--- start DOCUMENT TEXT ---

## anonymous 5 years ago I am stuck with an easy problem - I must be missing something. I am trying to use the limit process to find the derivative of f(x) = 8 / sqrt of x. Can you help me see where I am messing up?

1. anonymous

$f(x) = 8/\sqrt{x}$ find the derivative using the limit process

2. anonymous

f'(x) = lim $f^\prime(x) =\lim_{\Delta x \rightarrow 0} [(8/\sqrt{x+c}- 8/\sqrt{x})/c]$

3. anonymous

I am banging my head against this problem and getting a bad answer every time. We can tell by looking at it that the answer is$-(4/x^(3/2))$

4. anonymous

Well, I think you see what I mean...

5. anonymous

But I haven't figured out the algebra to leave me with a 4 in the numerator. I keep getting stuck with things that don't work out in the end.

6. anonymous

Weeku, what do you have for me so far?

7. anonymous

Whoops, I made a mistake. Darn editor. . . Hold on.

--- end DOCUMENT TEXT ---
--- start STORED RECORDS ---

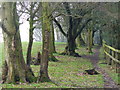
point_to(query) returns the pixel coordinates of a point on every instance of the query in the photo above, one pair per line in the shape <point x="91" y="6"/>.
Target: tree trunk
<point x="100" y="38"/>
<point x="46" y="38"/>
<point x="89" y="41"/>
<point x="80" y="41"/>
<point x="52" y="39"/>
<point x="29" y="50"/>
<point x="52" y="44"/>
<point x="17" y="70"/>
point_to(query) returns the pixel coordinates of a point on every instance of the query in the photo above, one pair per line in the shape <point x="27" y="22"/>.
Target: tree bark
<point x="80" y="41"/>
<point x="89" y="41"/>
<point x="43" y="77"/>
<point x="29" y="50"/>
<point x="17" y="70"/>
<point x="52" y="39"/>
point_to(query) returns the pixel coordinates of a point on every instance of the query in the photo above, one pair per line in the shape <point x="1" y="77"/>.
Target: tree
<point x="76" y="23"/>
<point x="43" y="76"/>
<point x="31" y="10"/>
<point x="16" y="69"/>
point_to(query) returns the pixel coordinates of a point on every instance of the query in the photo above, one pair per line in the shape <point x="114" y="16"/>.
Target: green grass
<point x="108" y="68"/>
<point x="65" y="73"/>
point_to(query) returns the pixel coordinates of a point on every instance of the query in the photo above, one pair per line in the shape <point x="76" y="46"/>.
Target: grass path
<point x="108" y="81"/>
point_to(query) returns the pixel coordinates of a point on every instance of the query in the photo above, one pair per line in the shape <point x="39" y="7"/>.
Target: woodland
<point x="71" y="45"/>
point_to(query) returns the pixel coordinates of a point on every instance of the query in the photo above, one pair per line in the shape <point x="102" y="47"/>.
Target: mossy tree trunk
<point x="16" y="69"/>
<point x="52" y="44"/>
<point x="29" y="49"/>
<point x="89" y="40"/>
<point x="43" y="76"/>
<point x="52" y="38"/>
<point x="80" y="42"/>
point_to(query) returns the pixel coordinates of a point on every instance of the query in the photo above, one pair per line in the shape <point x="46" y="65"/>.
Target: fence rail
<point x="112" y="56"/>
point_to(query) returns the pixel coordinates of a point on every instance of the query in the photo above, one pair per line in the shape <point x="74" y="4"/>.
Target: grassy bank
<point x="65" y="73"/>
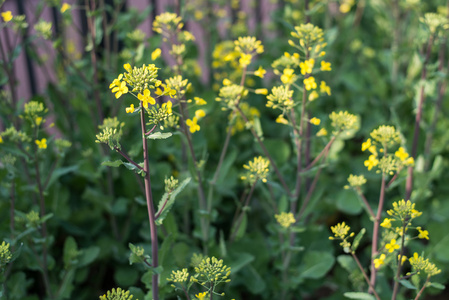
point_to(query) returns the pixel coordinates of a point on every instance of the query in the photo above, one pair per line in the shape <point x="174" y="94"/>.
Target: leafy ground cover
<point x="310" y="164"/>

--- end STORED RECORDS ---
--- start STORED RECORDS ---

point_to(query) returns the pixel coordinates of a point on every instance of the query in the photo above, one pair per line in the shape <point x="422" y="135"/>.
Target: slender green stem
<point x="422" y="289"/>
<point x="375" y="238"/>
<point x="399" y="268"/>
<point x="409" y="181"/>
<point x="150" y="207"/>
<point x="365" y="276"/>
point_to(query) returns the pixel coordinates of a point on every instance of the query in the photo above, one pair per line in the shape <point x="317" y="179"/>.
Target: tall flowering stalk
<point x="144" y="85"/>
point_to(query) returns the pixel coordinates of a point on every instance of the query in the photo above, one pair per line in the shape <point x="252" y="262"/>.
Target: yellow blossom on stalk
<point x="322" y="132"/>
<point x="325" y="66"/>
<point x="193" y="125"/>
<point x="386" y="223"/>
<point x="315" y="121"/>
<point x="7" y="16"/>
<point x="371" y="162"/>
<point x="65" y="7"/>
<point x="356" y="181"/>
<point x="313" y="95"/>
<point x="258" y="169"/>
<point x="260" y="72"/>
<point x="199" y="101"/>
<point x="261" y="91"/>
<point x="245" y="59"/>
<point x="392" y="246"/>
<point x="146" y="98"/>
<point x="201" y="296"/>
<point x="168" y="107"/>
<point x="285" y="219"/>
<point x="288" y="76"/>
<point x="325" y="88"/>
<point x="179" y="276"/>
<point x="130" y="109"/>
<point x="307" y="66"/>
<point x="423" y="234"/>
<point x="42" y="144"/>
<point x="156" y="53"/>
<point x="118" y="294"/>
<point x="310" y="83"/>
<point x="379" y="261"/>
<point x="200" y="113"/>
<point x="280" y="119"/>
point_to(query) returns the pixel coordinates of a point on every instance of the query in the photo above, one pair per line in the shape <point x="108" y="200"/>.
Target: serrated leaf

--- end STORED RECORDS ---
--- start STORED RECORDS ---

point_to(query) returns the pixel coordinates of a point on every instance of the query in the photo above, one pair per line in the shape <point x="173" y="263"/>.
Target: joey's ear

--- end STORED RECORDS ---

* **WRITTEN INSTRUCTION 1**:
In the forum thread about the derivative of 8/√x, what method is the poster trying to use to find the derivative?
* **WRITTEN INSTRUCTION 2**:
Carry on the forum thread about the derivative of 8/√x, starting after its last post.

* **EXERCISE OUTPUT 1**:
The limit process.

* **EXERCISE OUTPUT 2**:
8. anonymous

thanks

9. anonymous

Seems no matter what I try, I end up with delta x /[( sqrt x + delta x) + sqrt x]

10. anonymous

I am going in circles.

11. anonymous

are you still there?

12. anonymous

Yeah. I'm stuck as well. Hrm. . . I'm still trying, though. Sorry xD Interesting problem, though.

13. anonymous

Ah. Got it. Took a whole loose-leaf paper to work out. . . Pretty nasty.

14. anonymous

Did you get up to $(8\sqrt{x} - 8\sqrt{x+h}) / (h \sqrt{x}\sqrt{x+h})$? Or, do you know how I got there? At that point, multiple the numerator and denominator by the conjugate of the numerator.

15. anonymous

multiply*

16. anonymous

Then it becomes a lot of distributing and factoring, until you can finally divide out the h. Once that happens, substitute 0 for h. Phew. I dunno if I can type out everything I did. . . I probably did it the long way, but I saw no other, shorter way. Do you want me to type it out?

17. anonymous

Yes, I got that far. I see you have h = delta x and you canceled out one h already.

18. anonymous

I would be grateful if you typed it out.

19. anonymous

Before that, all I did was find the common denominator of 8/sqrt[x+h] and 8/sqrt[x], add them together, and instead of dividing by h, multiply by 1/h to get $8\sqrt{x} - 8\sqrt{x+h} / h \sqrt{x} \sqrt{x+h}$ Then I factored out the 8 to get the above ^ Oh. Okay.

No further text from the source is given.